- **GIVEN EXERCISE**: Below are the records. Restate word for word every line from the one that contains "batsman, that would be wonderful." through the final line, both included.

- **Dataset items**:

######

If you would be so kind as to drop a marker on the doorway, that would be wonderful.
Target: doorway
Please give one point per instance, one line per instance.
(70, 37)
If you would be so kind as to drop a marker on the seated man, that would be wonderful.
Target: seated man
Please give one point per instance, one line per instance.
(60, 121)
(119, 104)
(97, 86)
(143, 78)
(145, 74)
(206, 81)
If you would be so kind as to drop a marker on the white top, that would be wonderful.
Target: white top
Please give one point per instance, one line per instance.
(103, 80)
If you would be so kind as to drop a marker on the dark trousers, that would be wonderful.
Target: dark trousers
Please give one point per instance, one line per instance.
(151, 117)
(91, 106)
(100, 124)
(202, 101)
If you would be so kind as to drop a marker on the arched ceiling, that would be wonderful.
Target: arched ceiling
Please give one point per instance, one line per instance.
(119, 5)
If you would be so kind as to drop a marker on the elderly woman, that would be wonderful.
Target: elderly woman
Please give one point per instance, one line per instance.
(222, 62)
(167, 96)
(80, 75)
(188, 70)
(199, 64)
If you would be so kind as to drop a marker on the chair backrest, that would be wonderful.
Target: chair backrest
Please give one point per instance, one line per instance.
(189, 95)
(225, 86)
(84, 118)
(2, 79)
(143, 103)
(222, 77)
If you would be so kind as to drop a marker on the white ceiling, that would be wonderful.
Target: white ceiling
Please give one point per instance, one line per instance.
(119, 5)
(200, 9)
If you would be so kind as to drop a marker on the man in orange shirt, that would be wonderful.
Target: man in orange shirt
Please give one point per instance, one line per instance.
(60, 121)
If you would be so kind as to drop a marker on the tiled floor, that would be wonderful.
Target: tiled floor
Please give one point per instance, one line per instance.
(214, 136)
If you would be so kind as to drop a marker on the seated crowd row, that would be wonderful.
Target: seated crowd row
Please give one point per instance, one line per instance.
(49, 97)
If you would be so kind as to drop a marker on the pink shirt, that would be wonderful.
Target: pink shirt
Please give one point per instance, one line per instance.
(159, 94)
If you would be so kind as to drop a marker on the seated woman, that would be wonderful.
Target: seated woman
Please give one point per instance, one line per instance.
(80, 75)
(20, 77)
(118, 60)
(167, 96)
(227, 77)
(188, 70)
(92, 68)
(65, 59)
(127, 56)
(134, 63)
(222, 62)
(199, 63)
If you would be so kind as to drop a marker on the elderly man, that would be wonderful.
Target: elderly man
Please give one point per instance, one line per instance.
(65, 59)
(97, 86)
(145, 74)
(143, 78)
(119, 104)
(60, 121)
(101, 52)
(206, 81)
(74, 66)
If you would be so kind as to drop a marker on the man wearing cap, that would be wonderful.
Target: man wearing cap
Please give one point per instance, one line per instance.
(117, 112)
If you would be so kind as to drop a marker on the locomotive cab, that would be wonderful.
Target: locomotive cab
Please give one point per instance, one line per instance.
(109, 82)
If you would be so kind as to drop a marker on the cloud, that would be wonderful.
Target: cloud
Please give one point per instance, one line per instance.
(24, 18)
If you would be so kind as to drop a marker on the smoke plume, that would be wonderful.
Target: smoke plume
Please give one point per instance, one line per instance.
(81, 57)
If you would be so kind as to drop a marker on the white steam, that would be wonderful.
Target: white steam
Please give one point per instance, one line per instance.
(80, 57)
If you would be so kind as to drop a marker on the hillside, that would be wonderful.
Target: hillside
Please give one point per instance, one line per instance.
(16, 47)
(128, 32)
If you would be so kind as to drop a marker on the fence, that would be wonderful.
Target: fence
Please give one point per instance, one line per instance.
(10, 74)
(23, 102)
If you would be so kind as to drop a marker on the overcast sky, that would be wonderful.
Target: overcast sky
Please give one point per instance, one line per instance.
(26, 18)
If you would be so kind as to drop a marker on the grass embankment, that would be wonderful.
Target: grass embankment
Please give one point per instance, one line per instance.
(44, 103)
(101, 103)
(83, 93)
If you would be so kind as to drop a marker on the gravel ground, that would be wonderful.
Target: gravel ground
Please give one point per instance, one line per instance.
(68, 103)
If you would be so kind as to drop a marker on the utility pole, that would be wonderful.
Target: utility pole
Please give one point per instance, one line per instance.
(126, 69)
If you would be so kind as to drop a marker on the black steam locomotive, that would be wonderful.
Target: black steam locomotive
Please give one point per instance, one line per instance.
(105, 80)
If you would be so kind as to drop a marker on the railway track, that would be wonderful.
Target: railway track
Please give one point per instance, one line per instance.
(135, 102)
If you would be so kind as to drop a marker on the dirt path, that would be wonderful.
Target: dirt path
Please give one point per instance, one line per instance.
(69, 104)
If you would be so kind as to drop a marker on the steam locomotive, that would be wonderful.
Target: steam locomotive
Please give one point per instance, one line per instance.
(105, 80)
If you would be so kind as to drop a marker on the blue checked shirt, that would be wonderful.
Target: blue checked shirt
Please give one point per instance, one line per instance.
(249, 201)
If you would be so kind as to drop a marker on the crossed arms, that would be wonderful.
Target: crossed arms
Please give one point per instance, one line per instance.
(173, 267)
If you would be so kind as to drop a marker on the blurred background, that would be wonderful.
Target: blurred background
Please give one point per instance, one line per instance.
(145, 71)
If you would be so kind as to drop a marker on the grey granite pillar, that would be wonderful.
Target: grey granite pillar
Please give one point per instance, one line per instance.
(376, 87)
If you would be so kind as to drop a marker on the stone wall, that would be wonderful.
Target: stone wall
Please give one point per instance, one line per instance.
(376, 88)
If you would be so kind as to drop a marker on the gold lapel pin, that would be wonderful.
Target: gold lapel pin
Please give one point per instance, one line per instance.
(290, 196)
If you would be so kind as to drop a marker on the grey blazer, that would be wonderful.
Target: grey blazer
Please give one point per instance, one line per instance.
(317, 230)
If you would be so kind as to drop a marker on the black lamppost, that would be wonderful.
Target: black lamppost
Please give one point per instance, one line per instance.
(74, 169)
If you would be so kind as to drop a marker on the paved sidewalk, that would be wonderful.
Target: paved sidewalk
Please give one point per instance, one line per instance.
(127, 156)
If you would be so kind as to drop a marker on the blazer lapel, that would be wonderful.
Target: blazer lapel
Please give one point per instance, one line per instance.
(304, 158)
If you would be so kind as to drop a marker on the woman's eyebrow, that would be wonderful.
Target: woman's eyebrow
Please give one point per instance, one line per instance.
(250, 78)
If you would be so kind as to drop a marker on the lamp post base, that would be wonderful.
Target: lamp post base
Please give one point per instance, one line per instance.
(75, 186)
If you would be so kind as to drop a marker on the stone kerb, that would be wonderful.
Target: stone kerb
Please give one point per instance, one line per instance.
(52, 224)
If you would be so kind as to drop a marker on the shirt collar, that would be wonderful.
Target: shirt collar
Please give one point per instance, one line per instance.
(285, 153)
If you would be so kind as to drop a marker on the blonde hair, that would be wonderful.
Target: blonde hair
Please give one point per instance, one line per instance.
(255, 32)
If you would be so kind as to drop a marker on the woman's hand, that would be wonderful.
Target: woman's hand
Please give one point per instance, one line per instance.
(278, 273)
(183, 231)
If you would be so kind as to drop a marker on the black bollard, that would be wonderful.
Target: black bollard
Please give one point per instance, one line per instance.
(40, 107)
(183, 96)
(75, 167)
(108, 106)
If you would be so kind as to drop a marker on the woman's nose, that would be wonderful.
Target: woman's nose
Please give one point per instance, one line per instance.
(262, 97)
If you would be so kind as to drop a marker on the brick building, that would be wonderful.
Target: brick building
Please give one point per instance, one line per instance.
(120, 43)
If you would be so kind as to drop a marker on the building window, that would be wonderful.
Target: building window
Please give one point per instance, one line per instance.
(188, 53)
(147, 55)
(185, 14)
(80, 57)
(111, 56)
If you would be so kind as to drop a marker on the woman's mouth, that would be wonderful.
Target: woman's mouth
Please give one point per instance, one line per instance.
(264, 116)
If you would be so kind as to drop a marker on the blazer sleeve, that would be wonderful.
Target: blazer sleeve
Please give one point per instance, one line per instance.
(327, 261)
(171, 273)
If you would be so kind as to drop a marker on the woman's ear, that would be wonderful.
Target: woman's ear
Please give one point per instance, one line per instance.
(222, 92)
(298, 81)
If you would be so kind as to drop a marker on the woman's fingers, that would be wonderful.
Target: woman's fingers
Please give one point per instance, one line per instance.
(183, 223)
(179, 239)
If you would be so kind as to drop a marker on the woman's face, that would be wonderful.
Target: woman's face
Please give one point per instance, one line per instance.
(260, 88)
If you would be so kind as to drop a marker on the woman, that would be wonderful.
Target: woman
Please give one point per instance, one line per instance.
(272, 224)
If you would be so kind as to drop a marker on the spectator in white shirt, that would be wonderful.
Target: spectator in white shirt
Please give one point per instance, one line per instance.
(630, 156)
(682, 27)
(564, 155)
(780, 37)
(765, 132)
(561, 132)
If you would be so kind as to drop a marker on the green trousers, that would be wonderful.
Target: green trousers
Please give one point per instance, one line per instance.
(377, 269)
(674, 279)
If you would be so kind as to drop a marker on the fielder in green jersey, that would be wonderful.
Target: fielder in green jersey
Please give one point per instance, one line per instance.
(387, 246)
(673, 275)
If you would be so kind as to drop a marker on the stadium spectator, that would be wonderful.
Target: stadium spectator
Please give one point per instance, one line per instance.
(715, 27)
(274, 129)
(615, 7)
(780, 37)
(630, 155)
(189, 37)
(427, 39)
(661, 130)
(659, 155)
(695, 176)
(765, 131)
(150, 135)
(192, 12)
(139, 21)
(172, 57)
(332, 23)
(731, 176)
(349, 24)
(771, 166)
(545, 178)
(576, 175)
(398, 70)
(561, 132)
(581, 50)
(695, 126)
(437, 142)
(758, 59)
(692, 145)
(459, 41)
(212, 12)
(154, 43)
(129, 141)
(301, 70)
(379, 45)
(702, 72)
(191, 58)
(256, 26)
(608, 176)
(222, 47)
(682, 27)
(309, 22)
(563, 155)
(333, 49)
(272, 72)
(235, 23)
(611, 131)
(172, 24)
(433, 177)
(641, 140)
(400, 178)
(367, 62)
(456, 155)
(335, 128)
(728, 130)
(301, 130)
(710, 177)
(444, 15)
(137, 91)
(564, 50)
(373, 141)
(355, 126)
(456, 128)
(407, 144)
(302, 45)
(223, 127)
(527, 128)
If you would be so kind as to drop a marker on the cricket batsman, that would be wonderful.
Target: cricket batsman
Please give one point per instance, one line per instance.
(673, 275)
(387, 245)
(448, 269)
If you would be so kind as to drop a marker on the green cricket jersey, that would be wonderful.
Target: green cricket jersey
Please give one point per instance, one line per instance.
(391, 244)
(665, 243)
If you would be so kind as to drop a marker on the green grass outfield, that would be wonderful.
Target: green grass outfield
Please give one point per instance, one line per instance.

######

- **ANSWER FOR THE TASK**:
If you would be so kind as to drop a marker on the cricket batsman, that would be wonderful.
Target: cricket batsman
Please give one point per instance, one line per instance.
(673, 275)
(387, 245)
(448, 269)
If you would be so kind as to drop a marker on the green cricket jersey, that would be wonderful.
Target: green cricket jersey
Please give one point per instance, one line per instance.
(391, 244)
(665, 243)
If you would be so kind as to drop a marker on the green grass outfield, that would be wonderful.
Target: green grass outfield
Please give one point per instance, one line per instance.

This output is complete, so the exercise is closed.